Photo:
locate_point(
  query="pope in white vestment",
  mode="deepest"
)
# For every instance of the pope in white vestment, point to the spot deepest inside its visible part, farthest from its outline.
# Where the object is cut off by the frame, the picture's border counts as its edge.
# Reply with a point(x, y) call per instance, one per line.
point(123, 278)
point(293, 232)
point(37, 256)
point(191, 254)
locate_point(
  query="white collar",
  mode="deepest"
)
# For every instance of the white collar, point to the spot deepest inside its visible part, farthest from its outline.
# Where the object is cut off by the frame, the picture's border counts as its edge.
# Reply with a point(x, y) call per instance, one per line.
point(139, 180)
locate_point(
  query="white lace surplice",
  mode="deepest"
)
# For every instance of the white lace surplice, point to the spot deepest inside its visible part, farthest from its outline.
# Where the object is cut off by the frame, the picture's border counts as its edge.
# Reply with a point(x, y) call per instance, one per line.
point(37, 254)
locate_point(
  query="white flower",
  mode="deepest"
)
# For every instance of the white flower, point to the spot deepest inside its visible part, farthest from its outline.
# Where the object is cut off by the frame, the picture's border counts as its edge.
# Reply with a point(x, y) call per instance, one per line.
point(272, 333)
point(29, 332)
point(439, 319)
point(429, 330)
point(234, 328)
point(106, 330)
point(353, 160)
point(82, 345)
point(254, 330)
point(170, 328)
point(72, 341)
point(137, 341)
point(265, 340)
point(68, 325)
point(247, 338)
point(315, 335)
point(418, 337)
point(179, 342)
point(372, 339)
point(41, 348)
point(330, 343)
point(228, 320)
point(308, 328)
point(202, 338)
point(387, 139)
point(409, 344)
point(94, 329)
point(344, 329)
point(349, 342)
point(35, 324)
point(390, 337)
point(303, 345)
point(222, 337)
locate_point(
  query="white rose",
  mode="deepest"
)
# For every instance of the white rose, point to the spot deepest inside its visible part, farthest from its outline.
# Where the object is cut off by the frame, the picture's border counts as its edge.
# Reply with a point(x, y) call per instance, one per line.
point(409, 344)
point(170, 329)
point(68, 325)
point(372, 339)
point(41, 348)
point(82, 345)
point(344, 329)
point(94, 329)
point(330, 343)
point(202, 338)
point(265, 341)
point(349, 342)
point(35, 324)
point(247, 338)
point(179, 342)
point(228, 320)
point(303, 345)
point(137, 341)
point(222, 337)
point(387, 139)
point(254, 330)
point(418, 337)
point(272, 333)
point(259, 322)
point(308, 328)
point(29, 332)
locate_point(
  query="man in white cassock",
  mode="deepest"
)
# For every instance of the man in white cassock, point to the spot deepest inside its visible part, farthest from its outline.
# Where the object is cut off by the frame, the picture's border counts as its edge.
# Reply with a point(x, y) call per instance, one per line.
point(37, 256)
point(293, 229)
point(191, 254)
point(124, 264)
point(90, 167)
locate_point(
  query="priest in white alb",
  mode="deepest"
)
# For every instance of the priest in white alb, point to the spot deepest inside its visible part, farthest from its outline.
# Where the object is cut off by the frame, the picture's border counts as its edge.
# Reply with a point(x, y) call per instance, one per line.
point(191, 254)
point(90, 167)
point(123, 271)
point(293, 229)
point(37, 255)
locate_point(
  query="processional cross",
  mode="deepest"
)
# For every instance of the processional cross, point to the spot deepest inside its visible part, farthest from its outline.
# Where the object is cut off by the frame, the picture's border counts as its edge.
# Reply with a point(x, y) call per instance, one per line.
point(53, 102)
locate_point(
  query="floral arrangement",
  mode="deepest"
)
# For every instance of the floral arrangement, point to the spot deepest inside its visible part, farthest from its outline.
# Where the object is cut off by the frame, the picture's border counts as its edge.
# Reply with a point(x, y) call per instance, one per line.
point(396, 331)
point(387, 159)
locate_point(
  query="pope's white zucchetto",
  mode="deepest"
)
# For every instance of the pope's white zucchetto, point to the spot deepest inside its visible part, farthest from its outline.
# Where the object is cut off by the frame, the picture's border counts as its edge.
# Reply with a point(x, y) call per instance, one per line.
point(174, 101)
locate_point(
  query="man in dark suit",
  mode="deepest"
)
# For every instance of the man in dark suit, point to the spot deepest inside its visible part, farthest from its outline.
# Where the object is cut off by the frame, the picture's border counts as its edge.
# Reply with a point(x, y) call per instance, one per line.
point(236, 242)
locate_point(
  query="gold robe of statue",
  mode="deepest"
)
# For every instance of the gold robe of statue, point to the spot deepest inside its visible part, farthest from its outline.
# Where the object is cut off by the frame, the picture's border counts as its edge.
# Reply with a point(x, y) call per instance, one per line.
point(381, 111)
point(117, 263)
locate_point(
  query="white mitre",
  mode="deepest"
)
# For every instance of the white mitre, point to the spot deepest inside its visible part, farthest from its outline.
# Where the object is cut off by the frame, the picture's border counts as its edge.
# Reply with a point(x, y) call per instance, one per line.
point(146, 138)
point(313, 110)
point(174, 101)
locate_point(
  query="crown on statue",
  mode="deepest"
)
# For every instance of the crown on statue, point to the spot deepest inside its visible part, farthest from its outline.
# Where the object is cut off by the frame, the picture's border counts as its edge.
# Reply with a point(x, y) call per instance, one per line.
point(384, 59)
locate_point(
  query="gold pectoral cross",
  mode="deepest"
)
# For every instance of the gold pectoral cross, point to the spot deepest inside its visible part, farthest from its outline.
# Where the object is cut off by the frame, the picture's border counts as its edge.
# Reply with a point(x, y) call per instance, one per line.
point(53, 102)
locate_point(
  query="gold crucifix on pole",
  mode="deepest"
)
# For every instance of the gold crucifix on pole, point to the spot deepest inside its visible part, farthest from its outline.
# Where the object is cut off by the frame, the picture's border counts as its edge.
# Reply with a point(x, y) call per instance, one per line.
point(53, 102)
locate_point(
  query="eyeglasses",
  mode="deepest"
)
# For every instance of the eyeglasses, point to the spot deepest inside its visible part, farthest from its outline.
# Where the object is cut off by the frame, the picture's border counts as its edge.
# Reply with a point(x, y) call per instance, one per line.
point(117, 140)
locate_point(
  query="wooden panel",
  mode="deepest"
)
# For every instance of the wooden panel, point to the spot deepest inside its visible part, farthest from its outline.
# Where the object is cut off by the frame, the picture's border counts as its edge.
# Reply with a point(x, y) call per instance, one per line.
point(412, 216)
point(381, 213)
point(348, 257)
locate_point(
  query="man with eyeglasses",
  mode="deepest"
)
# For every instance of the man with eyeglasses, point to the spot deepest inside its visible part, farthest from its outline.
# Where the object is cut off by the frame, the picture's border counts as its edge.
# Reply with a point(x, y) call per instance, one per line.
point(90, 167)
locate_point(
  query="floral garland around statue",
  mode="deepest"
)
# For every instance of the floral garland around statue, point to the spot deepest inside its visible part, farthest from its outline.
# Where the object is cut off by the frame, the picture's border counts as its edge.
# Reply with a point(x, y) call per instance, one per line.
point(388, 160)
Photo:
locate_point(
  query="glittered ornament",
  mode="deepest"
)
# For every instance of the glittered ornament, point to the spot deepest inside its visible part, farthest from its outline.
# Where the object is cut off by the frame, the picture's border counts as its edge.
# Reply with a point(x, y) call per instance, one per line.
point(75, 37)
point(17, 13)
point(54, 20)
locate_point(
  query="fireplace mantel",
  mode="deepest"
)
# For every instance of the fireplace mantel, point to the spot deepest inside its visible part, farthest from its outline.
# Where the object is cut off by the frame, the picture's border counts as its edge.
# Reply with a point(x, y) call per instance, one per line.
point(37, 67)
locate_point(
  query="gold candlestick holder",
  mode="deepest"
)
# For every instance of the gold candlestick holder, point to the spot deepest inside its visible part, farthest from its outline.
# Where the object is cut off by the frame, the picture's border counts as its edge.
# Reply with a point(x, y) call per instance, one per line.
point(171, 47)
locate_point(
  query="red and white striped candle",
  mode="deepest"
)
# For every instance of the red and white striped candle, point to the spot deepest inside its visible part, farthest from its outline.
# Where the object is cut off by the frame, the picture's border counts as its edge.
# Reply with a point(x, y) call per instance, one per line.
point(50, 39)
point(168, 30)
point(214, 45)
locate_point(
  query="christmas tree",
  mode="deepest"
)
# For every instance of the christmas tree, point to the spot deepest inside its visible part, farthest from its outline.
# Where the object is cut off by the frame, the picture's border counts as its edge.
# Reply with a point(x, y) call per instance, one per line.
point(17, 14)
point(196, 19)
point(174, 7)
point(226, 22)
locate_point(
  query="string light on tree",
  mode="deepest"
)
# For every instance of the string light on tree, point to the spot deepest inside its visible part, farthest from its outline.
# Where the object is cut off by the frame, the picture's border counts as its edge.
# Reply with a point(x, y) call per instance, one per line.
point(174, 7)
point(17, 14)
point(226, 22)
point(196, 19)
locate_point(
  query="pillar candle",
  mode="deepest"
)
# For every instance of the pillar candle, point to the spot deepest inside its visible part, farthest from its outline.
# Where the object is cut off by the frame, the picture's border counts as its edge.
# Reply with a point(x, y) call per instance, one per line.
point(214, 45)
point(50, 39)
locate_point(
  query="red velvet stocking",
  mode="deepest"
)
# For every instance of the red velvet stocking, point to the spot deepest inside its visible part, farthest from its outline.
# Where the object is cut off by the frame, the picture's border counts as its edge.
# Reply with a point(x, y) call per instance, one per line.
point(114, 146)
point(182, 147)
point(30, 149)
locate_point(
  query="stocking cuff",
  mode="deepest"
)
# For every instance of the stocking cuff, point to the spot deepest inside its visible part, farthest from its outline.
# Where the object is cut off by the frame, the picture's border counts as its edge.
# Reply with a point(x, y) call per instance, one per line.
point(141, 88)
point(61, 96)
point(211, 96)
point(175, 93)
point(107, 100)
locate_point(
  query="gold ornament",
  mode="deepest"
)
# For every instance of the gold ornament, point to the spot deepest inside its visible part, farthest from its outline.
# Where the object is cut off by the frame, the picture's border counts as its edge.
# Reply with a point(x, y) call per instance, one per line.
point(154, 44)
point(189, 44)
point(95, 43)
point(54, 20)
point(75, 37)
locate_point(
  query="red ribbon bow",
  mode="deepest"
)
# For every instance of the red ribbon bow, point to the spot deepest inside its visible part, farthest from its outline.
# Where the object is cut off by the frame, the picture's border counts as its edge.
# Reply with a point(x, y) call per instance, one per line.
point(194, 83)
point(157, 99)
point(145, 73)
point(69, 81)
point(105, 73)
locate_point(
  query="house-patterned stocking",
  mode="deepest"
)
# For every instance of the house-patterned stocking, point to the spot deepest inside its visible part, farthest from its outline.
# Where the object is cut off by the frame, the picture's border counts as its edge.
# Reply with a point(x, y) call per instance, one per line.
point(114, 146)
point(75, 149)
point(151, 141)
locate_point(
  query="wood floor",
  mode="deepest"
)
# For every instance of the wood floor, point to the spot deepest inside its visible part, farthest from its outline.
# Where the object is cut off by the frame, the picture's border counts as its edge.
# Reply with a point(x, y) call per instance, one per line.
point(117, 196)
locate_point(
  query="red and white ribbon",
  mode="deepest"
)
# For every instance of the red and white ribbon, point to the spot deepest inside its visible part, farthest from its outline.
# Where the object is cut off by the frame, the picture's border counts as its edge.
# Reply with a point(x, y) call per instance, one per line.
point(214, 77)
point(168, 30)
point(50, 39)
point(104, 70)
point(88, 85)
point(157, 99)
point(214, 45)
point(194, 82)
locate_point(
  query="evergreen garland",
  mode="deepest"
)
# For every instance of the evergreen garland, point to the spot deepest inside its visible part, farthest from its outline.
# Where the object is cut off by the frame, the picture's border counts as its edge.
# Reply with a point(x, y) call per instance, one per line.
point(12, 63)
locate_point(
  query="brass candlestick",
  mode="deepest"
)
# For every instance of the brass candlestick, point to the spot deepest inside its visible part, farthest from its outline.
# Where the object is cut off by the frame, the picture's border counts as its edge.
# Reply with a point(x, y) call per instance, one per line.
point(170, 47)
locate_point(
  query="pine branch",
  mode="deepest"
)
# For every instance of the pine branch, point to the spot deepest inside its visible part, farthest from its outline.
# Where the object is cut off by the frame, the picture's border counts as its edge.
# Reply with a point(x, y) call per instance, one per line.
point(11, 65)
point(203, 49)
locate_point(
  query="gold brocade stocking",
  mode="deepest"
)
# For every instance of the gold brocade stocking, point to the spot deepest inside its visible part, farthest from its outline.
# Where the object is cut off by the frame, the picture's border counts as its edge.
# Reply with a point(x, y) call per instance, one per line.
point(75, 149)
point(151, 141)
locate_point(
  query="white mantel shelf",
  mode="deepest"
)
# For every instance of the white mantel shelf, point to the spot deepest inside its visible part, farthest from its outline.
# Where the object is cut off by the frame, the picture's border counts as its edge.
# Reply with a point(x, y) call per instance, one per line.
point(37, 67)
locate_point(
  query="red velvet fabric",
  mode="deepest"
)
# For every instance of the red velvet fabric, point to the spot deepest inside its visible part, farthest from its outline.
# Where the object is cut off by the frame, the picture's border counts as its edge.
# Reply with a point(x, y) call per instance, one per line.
****
▶ [TASK TO CARRY OUT]
Reproduce the items above word for word, from their first line up to and including the line that contains "point(139, 180)".

▶ [EXERCISE RESPONSE]
Photo:
locate_point(
  query="pope in white vestment",
  mode="deepest"
)
# For every instance of the pope in white vestment, point to the spot deepest inside its visible part, farthest from its outline.
# Where the object is cut off by the frame, the picture's border counts as its edge.
# Reply with a point(x, y) call per instance, one per line.
point(123, 278)
point(293, 232)
point(37, 256)
point(191, 254)
locate_point(
  query="white collar",
  mode="deepest"
)
# For every instance of the white collar, point to the spot deepest inside its visible part, farthest from its outline.
# Where the object is cut off by the frame, the picture's border counts as its edge.
# Reply with a point(x, y) call per instance, one per line.
point(139, 180)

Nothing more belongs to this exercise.